[Stored dataset items]
───

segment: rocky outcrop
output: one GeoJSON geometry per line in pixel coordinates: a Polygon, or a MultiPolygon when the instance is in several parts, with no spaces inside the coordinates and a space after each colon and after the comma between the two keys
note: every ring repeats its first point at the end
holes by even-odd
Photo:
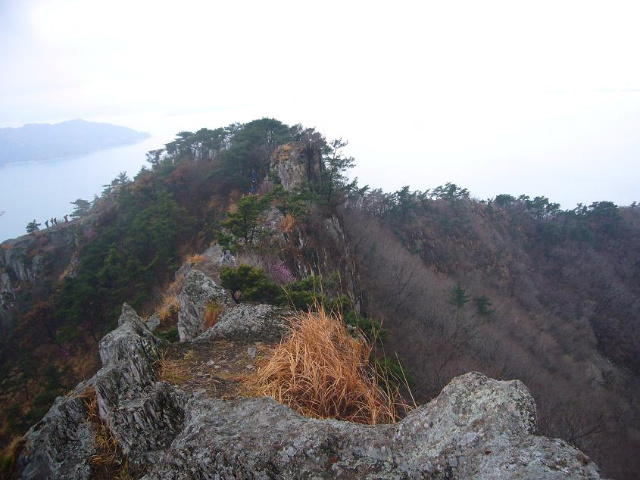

───

If any image appears in the entries, omit it and return the rest verbatim.

segment: rocky outcrop
output: one GeoJSON geometry per line in pixel coordinates: a Polygon, or a MultiPolygon when the instance is in several parts, with no spaces inside the coordinates and a space after each colon and after the comma between the two keys
note: every ring repeats its first point at the end
holes by even-odd
Photo:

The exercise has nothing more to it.